• [WRITTEN INSTRUCTION]:
Repeat all of the material below word for word, but leave out the pictures.

[Records taken from a collection]
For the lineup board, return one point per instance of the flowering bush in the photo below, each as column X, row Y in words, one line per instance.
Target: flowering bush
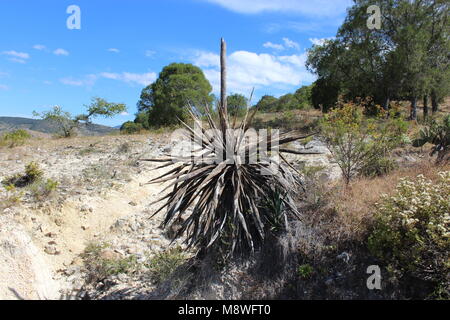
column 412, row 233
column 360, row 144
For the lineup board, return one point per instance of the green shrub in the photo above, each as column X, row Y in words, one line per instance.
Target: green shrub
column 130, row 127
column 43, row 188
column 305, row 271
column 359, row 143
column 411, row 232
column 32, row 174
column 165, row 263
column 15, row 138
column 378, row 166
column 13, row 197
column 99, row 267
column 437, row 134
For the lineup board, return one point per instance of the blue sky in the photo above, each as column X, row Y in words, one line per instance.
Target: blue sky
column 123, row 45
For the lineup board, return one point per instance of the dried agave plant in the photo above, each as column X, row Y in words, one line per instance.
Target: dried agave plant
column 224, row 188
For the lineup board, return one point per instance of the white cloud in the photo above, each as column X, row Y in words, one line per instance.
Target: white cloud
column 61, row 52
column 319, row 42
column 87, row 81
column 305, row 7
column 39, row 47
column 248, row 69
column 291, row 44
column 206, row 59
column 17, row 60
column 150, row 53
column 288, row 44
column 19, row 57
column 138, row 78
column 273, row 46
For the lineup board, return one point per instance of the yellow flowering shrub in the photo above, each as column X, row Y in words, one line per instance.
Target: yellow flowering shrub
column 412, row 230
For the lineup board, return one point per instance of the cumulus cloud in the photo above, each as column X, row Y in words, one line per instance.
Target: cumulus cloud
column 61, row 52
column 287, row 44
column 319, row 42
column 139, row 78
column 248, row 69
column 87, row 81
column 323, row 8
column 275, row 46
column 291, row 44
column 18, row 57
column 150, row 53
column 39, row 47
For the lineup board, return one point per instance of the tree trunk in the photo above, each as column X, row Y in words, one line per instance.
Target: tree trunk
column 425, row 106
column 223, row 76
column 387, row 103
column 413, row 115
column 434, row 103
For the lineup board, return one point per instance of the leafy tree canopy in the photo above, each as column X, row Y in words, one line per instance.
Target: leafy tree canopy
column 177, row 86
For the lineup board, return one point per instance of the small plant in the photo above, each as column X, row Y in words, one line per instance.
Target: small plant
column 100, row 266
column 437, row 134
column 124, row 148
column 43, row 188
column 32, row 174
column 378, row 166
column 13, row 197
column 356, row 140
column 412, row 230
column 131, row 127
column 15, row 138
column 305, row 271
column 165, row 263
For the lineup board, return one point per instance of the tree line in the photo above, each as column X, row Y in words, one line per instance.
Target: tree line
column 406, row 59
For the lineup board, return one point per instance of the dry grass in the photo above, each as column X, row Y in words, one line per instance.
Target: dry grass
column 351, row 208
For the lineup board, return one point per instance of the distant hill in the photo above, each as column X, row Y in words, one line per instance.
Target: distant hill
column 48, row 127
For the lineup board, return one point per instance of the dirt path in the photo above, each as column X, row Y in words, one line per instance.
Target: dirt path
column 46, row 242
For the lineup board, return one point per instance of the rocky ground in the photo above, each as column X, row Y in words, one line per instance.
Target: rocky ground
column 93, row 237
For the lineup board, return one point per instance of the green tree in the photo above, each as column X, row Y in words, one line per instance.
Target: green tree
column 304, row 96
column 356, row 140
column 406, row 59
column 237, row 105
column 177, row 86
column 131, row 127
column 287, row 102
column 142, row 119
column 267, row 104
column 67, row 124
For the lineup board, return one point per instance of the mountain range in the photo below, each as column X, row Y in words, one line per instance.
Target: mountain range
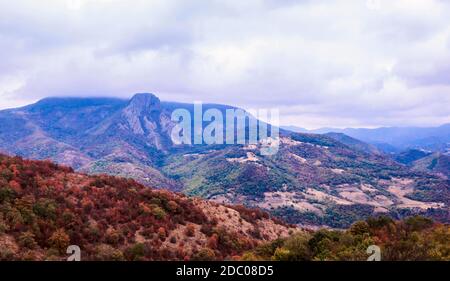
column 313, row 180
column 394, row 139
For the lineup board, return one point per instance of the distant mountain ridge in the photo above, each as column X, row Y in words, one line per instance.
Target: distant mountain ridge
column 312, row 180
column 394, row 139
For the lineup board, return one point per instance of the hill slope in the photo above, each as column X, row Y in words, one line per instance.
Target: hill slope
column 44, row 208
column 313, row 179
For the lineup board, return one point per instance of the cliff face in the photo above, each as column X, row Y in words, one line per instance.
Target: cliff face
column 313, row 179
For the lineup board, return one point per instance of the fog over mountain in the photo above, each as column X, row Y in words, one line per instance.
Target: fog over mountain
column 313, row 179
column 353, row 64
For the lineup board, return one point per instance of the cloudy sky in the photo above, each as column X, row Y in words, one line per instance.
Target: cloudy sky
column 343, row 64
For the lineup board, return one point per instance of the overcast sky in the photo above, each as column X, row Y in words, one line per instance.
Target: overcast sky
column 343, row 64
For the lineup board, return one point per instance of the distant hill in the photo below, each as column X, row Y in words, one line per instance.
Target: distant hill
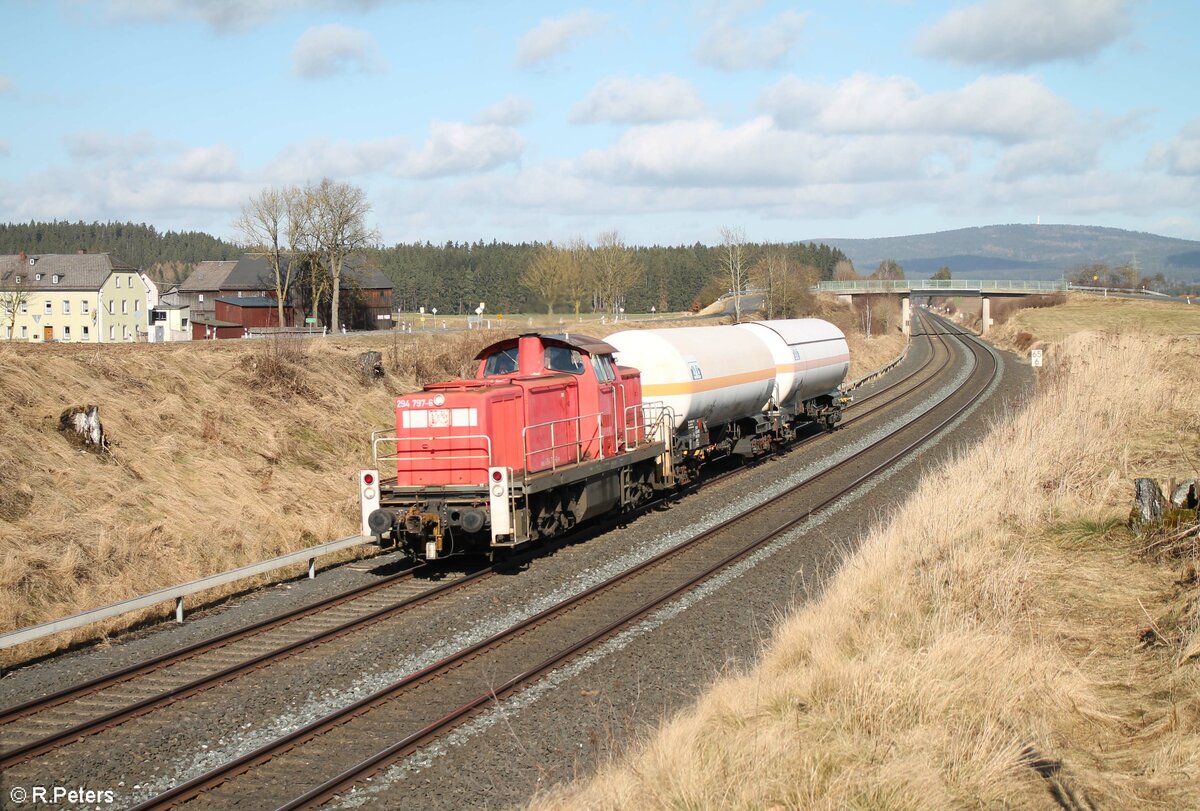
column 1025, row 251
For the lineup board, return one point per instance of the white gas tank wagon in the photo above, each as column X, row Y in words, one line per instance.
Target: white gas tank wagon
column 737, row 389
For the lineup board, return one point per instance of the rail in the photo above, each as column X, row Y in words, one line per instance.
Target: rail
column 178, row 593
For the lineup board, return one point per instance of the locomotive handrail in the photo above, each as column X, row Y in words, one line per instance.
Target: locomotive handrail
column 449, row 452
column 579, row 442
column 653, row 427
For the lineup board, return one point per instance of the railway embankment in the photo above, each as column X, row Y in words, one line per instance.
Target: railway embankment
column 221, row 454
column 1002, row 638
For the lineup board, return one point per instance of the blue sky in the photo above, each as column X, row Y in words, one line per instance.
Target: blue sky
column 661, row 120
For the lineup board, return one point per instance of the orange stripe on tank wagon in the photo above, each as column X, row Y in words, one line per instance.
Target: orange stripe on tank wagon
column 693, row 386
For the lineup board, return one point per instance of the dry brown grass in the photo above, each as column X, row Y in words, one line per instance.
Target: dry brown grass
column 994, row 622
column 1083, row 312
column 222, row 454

• [OUTPUT FOR THIS EXERCISE]:
For the lineup board, return one point per instance of the flowering bush in the photo below, each as column X, row Y in words, one line per instance.
Target: flowering bush
column 412, row 233
column 360, row 144
For the lineup board, return one point per instance of the green shrub in the photo above, each as column X, row Y in words, one line per instance.
Target: green shrub
column 130, row 127
column 43, row 188
column 305, row 271
column 359, row 143
column 411, row 232
column 32, row 174
column 165, row 263
column 15, row 138
column 378, row 166
column 13, row 197
column 99, row 267
column 437, row 134
For the lineup board, return one point per instance of the blue sky in the photo above, each as column X, row Y in words, one line per instance.
Target: blue sky
column 123, row 45
For the lineup board, return one point per instance of the dried agave plant in the photo above, each as column X, row Y in words, one line per instance.
Target: dried agave plant
column 224, row 188
For the lineup board, return one point per instance of the white cloud in the photo above, each as column X, row Y in words, one line per instance.
Target: white cloud
column 61, row 52
column 319, row 42
column 87, row 81
column 305, row 7
column 39, row 47
column 248, row 69
column 291, row 44
column 206, row 59
column 17, row 60
column 150, row 53
column 288, row 44
column 19, row 57
column 138, row 78
column 273, row 46
For the lineup board, return one point per instance of the yellow flowering shrub in the photo above, each as column X, row Y in words, one line per instance.
Target: yellow flowering shrub
column 412, row 230
For the lineup board, return one point per instance of the cumulus cloud in the photo above, each as column X, row Y in words, one line per instance.
Target: cumulus cloud
column 61, row 52
column 287, row 44
column 319, row 42
column 139, row 78
column 248, row 69
column 87, row 81
column 323, row 8
column 275, row 46
column 291, row 44
column 18, row 57
column 150, row 53
column 39, row 47
For the lineup board, return one point per instance of the tree trunk in the photo above, each as column X, row Y in words, one line per instance.
Target: tree trunk
column 425, row 106
column 223, row 76
column 387, row 103
column 413, row 115
column 434, row 103
For the lineup board, return one point per instance of the leafy tree canopy in the photo above, each as column X, row Y in words, one line per instance.
Target: leafy tree canopy
column 177, row 86
For the lineup board, return one point per instance of the small plant in the photo above, each as column X, row Y in words, one line per instance.
Target: small plant
column 100, row 266
column 437, row 134
column 124, row 148
column 43, row 188
column 32, row 174
column 378, row 166
column 13, row 197
column 356, row 140
column 412, row 230
column 131, row 127
column 15, row 138
column 305, row 271
column 165, row 263
For the lineup board, return one point per instance of the tree line in the photo above, each as column X, row Y in words, one line per instance.
Target: tree line
column 406, row 59
For the lineup board, return one point per instance of the dry grass in the photo above, each as column X, row Y in words, one line per instance.
Target: dry grass
column 351, row 208
For the lineup board, return one point per instance of the distant hill in the photo above, each as column X, row Y in words, one line per instance.
Target: distant hill
column 48, row 127
For the lineup board, return one point per instance of the dirt path in the photo above, each as column X, row Y in words, one line per instance.
Target: dirt path
column 46, row 242
For the lineup board, return one point per instance of the rocky ground in the photo above, each as column X, row Y in words, one line per instance.
Target: rocky ground
column 93, row 237
For the lineup board, return one point per instance of the green tree in the photo above, each as column X, row Y in words, one line per instance.
Target: green tree
column 304, row 96
column 356, row 140
column 406, row 59
column 237, row 105
column 177, row 86
column 131, row 127
column 287, row 102
column 142, row 119
column 267, row 104
column 67, row 124
For the lineup board, return one point per instance of the mountain range in the photo below, each as column X, row Y in words, one line per instance.
Target: mountain range
column 313, row 180
column 394, row 139
For the lineup board, return one point per instance of the distant mountain ridge in the photo above, each as column X, row Y in words, one line per instance.
Target: distant mountain ridge
column 312, row 180
column 394, row 139
For the lineup board, return one point per instance of the hill slope in the photo above, each as column X, row Y in words, one line per instance.
Target: hill slope
column 44, row 208
column 313, row 179
For the lineup board, return one point per instance of the cliff face in the photo above, each as column X, row Y in words, one line per instance.
Target: cliff face
column 313, row 179
For the lineup board, return one point per instance of the fog over mountain in the photo above, each as column X, row Y in words, one line per instance.
Target: fog over mountain
column 313, row 179
column 353, row 64
For the lineup board, return one point per instance of the cloudy sky in the photo above, each as column X, row Y in words, one line per instance.
Target: cloudy sky
column 343, row 64
For the lineup board, return one point per instance of the overcast sky in the photo above, each as column X, row Y in words, one line per instance.
Target: overcast sky
column 343, row 64
For the lineup board, return one point per instance of the distant hill in the photo below, each as column X, row Y in words, one line per instance.
Target: distant hill
column 1025, row 251
For the lineup board, return one point per instance of the white gas tank wagon in the photo above, each as column X, row Y in words, one line per instance.
Target: white gas tank wagon
column 737, row 389
For the lineup board, return one point per instance of the rail in the photo above, each as column X, row Y in words, one line per instance.
Target: rail
column 178, row 593
For the lineup board, return one point per instance of the locomotive handrail in the photo above, each as column X, row Y in words, one line per instance.
Target: locomotive handrail
column 449, row 452
column 579, row 442
column 653, row 427
For the lineup board, return one point per instance of the railway embankment in the photo above, each as column X, row Y in words, one line per instance.
Target: railway embankment
column 221, row 454
column 1002, row 638
For the lineup board, return one point per instance of the blue sky in the photo above, each as column X, row Y in words, one line per instance.
Target: blue sky
column 661, row 120
For the lineup board, return one point per instance of the orange stripe on tank wagon in the photo above, each as column X, row Y in words, one line per instance.
Target: orange stripe on tank wagon
column 693, row 386
For the lineup board, return one point per instance of the dry brown grass in the photo above, each as column X, row Y in words, one line per instance.
Target: dry brown grass
column 994, row 622
column 1083, row 312
column 222, row 454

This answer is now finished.